命あるもの、必ず死は訪れます。
あらゆる価値観、定義が益々不透明になっている現代においても、(また、未来永劫)これだけは普遍性を保っていると言えるでしょう。
だからこそ我々は懸命に生きることが出来るし、喜怒哀楽を味わえるのだと思います。
本書『僕の死に方』の著者である「金子哲雄」さんのことは、テレビで拝見して、今までに見たことのないようなジャーナリストだなと思っていましたが、41歳の若さで亡くなられていたのは知りませんでした。
本書を読もうと思ったのは、ブクログの感想欄を拝見したのが切っ掛けです。新刊で購入できなかったので、ブックオフで手に入れました。
さて、本書の内容ですが、金子さんの生き方に対する矜持を最期まで貫いたことに、何よりも感服いたしました。
その生き方の矜持には、奥様をはじめ自分が愛する人々、公私共にお世話になった方々への感謝を忘れない、迷惑を掛けないという点をあの世に逝った後のことまで考えて行動されたということも含まれています。
私にもいつか必ず訪れるのですが、なかなか出来る事ではありませんね。

[元データ]
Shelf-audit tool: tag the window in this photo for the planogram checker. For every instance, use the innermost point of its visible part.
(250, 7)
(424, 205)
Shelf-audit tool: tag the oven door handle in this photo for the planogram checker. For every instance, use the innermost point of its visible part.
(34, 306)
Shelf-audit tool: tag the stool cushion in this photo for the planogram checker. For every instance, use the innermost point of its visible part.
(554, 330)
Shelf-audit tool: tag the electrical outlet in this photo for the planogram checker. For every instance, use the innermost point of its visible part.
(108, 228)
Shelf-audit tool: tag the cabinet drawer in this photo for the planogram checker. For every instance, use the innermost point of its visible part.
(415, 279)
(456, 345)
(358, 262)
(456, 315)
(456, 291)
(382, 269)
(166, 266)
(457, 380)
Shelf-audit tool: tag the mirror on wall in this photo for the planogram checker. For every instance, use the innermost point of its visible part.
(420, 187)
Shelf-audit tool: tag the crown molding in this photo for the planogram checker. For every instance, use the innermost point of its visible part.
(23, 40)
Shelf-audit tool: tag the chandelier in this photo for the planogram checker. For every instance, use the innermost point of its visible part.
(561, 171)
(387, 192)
--
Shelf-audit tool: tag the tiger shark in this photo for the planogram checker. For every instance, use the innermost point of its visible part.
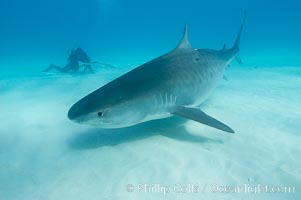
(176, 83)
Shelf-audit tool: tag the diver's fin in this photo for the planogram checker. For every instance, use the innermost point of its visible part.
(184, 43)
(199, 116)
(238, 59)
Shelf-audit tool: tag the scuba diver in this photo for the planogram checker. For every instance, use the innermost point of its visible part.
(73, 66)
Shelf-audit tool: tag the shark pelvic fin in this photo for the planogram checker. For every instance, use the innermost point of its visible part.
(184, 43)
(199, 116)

__課題 1__
次の (a)〜(c) が原文の内容と合っているかを、それぞれ「はい」か「いいえ」で答えてください。判断の根拠となる原文の語句も、そのまま引用してください。
(a) 書き手は本書を新刊で購入した。
(b) 金子哲雄さんは41歳で亡くなった。
(c) 本書を読んだ切っ掛けはテレビだった。
__課題 2__
原文に出てくるカタカナ表記の語を、すべて挙げてください。
__課題 3__
原文から、「命あるもの、必ず死は訪れます。」で始まり「ということも含まれています。」で終わる部分を、一字も変えずに書き写してください。

__完全な解答 1__
(a) いいえ。「新刊で購入できなかったので、ブックオフで手に入れました。」
(b) はい。「41歳の若さで亡くなられていた」
(c) いいえ。「ブクログの感想欄を拝見したのが切っ掛けです。」

__完全な解答 2__
テレビ、ジャーナリスト、ブクログ、ブックオフ

__完全な解答 3__
命あるもの、必ず死は訪れます。
あらゆる価値観、定義が益々不透明になっている現代においても、(また、未来永劫)これだけは普遍性を保っていると言えるでしょう。
だからこそ我々は懸命に生きることが出来るし、喜怒哀楽を味わえるのだと思います。
本書『僕の死に方』の著者である「金子哲雄」さんのことは、テレビで拝見して、今までに見たことのないようなジャーナリストだなと思っていましたが、41歳の若さで亡くなられていたのは知りませんでした。
本書を読もうと思ったのは、ブクログの感想欄を拝見したのが切っ掛けです。新刊で購入できなかったので、ブックオフで手に入れました。
さて、本書の内容ですが、金子さんの生き方に対する矜持を最期まで貫いたことに、何よりも感服いたしました。
その生き方の矜持には、奥様をはじめ自分が愛する人々、公私共にお世話になった方々への感謝を忘れない、迷惑を掛けないという点をあの世に逝った後のことまで考えて行動されたということも含まれています。